[begin Entries provided]

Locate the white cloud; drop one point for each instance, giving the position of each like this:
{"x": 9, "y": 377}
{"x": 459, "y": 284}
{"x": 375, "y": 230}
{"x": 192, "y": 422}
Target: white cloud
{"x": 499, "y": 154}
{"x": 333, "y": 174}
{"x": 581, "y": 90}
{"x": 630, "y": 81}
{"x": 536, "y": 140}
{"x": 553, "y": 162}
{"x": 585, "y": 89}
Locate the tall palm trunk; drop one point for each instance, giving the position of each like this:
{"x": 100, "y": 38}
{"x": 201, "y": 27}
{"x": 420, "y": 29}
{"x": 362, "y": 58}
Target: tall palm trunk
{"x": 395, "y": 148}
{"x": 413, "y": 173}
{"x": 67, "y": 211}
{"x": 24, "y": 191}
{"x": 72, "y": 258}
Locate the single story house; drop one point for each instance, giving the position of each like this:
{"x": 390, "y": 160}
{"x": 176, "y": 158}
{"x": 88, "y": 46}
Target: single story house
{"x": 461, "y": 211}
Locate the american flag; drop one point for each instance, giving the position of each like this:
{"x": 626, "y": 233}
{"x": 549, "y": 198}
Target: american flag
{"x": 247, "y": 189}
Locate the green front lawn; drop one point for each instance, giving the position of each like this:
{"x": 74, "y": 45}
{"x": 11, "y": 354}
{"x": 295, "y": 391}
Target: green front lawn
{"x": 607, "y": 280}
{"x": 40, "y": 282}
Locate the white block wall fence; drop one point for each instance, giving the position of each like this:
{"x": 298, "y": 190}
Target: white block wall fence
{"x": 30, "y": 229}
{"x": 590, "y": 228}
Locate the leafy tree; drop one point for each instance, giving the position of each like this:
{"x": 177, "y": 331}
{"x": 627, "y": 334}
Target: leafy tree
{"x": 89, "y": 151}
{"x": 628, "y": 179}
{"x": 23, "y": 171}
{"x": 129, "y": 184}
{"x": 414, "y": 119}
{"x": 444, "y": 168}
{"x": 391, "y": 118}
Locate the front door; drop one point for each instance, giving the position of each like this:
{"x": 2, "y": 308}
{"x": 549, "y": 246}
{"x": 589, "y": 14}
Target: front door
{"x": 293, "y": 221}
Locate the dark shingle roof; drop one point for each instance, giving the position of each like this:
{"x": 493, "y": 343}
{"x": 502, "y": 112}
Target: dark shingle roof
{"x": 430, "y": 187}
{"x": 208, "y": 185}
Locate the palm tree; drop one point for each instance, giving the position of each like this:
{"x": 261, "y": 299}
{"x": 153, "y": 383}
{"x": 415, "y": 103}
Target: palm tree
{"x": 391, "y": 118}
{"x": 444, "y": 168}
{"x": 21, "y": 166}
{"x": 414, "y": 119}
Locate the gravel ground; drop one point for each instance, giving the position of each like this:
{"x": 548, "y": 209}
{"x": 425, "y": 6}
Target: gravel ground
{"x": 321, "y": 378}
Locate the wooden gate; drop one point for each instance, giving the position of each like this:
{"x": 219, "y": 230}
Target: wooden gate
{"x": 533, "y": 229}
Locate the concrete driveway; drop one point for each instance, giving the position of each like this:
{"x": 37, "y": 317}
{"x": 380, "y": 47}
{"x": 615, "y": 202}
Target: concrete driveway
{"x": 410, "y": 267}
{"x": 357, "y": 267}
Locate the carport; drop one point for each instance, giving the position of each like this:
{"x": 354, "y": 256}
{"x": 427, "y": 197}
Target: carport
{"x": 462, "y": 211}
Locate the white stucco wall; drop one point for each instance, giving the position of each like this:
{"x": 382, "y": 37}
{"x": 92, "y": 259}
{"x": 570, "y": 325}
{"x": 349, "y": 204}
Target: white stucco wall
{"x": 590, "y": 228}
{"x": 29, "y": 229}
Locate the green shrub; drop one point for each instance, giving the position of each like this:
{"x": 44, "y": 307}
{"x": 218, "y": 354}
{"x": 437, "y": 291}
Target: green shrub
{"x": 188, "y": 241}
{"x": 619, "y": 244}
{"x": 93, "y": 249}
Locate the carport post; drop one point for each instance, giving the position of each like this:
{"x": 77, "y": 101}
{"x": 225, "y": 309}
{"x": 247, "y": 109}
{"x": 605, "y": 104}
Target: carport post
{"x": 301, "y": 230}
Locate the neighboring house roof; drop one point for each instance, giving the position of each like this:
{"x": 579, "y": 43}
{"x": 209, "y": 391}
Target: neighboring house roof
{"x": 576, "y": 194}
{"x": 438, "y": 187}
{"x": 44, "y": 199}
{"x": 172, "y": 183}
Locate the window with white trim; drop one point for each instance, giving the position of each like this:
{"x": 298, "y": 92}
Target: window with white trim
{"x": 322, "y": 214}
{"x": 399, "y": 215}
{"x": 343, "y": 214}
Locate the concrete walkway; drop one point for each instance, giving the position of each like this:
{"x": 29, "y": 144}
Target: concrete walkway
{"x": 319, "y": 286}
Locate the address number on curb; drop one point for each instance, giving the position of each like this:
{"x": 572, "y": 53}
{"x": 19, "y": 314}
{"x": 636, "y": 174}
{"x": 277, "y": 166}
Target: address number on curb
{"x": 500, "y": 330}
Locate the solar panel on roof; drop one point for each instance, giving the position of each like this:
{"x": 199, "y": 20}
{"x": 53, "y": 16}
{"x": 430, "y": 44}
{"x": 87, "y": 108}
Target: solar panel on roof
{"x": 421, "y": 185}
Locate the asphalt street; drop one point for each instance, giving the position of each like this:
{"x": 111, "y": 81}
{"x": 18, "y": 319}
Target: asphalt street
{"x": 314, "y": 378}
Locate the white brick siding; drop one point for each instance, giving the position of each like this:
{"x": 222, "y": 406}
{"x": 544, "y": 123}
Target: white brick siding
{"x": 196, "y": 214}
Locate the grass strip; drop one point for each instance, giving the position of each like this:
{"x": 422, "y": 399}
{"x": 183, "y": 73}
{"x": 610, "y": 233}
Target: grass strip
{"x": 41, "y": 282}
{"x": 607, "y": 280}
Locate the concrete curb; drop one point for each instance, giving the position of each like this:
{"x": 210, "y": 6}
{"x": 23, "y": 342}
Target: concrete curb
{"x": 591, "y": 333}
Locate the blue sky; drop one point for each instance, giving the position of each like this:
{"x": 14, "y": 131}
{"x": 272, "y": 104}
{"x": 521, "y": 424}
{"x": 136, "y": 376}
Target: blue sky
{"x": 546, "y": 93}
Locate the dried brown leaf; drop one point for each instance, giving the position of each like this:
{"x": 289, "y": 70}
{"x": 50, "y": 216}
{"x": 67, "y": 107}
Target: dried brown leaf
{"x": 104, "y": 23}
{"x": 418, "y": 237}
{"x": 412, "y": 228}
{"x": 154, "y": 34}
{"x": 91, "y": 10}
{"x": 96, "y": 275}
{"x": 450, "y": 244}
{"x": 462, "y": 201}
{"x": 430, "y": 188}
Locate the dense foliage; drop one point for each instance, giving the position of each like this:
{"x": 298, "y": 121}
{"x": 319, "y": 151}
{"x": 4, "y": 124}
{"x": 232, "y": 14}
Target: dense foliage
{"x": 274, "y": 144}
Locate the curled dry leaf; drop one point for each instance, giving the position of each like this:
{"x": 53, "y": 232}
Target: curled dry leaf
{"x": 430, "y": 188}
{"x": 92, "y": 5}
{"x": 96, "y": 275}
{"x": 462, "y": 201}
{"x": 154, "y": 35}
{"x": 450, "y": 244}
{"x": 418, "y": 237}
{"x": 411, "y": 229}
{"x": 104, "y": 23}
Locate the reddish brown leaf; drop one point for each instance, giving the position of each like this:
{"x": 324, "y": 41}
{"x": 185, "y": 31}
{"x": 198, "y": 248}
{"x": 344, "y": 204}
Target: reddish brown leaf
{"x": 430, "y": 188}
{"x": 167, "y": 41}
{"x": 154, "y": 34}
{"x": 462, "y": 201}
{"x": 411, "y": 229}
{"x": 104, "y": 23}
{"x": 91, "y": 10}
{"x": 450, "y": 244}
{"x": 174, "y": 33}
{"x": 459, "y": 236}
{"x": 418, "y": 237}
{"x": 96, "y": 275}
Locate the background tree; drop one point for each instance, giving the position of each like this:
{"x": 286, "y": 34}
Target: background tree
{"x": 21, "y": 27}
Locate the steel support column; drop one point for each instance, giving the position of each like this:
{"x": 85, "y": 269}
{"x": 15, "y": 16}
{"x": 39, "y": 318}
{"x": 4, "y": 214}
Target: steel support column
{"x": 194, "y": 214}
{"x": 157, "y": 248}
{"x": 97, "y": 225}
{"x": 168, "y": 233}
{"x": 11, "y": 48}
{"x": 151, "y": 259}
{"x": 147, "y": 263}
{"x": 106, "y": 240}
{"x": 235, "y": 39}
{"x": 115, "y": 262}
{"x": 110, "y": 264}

[end Entries provided]

§ **What is being asked**
Find the line with "Locate the background" in the listing above, then write out that line and each remaining line exactly, with no other text.

§ **Completed task**
Locate the background tree; drop one point for each instance, giving the position of each like this:
{"x": 286, "y": 34}
Target: background tree
{"x": 21, "y": 27}
Locate the steel support column; drop one point for each instance, giving the position of each like this:
{"x": 85, "y": 269}
{"x": 15, "y": 16}
{"x": 39, "y": 318}
{"x": 4, "y": 214}
Target: steel support column
{"x": 194, "y": 214}
{"x": 157, "y": 248}
{"x": 97, "y": 225}
{"x": 168, "y": 233}
{"x": 11, "y": 48}
{"x": 151, "y": 259}
{"x": 147, "y": 263}
{"x": 106, "y": 240}
{"x": 235, "y": 39}
{"x": 115, "y": 262}
{"x": 110, "y": 264}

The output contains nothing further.